• Required work:
Print all the entries verbatim.

[Natural-language object grounding data]

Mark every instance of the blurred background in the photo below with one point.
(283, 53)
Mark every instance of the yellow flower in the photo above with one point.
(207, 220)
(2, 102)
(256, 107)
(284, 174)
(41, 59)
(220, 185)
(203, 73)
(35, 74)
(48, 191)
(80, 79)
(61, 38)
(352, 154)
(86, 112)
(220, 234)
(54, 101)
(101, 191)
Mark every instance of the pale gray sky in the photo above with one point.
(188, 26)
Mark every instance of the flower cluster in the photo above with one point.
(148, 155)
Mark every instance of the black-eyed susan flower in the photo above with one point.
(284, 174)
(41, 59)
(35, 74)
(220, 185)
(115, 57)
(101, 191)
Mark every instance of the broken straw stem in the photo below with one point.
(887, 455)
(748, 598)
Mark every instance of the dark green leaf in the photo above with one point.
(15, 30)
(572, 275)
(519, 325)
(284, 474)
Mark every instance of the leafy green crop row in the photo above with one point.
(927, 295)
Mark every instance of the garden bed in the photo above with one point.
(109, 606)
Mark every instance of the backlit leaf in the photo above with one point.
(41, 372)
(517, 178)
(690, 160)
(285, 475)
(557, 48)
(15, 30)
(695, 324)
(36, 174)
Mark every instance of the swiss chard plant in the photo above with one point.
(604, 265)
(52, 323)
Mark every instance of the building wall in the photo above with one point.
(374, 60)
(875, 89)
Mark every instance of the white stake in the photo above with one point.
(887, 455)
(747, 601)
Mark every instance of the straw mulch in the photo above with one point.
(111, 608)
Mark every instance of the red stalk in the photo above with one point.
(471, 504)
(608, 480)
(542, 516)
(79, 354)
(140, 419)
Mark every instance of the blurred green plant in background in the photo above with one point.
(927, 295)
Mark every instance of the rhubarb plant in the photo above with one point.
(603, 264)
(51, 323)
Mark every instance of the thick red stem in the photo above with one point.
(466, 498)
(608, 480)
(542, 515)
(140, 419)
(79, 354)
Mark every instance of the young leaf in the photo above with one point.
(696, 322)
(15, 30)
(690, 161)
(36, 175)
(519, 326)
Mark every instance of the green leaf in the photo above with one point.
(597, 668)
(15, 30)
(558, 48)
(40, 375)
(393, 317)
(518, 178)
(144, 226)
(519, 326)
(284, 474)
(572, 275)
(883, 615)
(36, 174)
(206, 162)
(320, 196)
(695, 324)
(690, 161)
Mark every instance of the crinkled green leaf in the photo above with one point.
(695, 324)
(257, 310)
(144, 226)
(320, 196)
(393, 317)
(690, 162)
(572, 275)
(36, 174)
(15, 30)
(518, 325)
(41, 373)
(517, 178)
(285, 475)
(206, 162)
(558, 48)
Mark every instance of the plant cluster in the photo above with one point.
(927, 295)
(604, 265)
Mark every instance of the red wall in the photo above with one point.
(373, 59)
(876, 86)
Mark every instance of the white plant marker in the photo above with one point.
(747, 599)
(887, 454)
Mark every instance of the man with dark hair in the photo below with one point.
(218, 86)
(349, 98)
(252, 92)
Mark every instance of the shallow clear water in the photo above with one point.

• Output below:
Mark every instance of the blurred background in the photo below with one point.
(283, 53)
Mark every instance of the yellow flower in the photo above with one point.
(207, 220)
(2, 102)
(256, 107)
(284, 174)
(41, 59)
(220, 185)
(203, 73)
(35, 74)
(48, 191)
(80, 79)
(61, 38)
(352, 154)
(86, 112)
(220, 234)
(54, 101)
(101, 191)
Mark every instance of the pale gray sky in the photo above with one point.
(188, 26)
Mark every instance of the flower cluster in the photo above with one point.
(148, 155)
Mark every instance of the black-eyed susan flower in the photo above with one point.
(284, 174)
(41, 59)
(35, 74)
(220, 185)
(115, 57)
(101, 191)
Mark every instance of the broken straw stem in the photo below with one point.
(887, 455)
(748, 598)
Mark every instance of the dark green leaf in the photo above with one point.
(15, 30)
(572, 275)
(519, 325)
(284, 474)
Mark every instance of the leafy green crop row in the photo above with one point.
(927, 295)
Mark every instance of the garden bed in the photo above with one point.
(109, 606)
Mark every instance of the backlit leaf in the photo above with one point.
(41, 372)
(517, 178)
(690, 160)
(285, 475)
(557, 48)
(15, 30)
(695, 324)
(36, 174)
Mark every instance of the swiss chard plant in the photo above with one point.
(604, 265)
(52, 323)
Mark every instance of the building wall in the photo above with one point.
(374, 60)
(875, 89)
Mark every instance of the white stake in the photo above with one point.
(887, 455)
(747, 601)
Mark every instance of the straw mulch in the photo above with one point.
(111, 608)
Mark every instance of the red stalk in the photo above with one point.
(471, 504)
(608, 480)
(542, 516)
(79, 354)
(140, 419)
Mark every instance of the blurred green plant in background in the photo above with one point.
(927, 295)
Mark every instance of the rhubarb plant in the photo above with one point.
(603, 264)
(51, 323)
Mark every instance of the thick red stem in the photo above with one point.
(466, 498)
(608, 480)
(542, 515)
(140, 419)
(79, 354)
Mark every instance of the young leaf in the photo above with one point.
(696, 322)
(15, 30)
(690, 161)
(36, 175)
(519, 326)
Mark every instance of the green leaf in the photo above with one point.
(597, 668)
(15, 30)
(558, 48)
(40, 375)
(393, 317)
(518, 178)
(144, 226)
(519, 326)
(284, 474)
(572, 275)
(883, 615)
(36, 174)
(206, 162)
(320, 196)
(695, 324)
(690, 161)
Mark every instance of the crinkled green leaf in the photo above with one point.
(695, 324)
(257, 310)
(144, 226)
(320, 196)
(393, 317)
(690, 162)
(572, 275)
(36, 174)
(15, 30)
(518, 325)
(41, 373)
(517, 178)
(285, 475)
(206, 162)
(558, 48)
Mark every instance of the plant cluster in the photo above with one point.
(927, 295)
(604, 265)
Mark every instance of the red wall in the photo above with one point.
(373, 59)
(876, 86)
Mark every instance of the white plant marker in the photo above with one point.
(747, 599)
(887, 454)
Mark every instance of the man with dark hair in the photo below with one point.
(218, 86)
(349, 98)
(252, 92)
Mark every instance of the shallow clear water in the photo above with one point.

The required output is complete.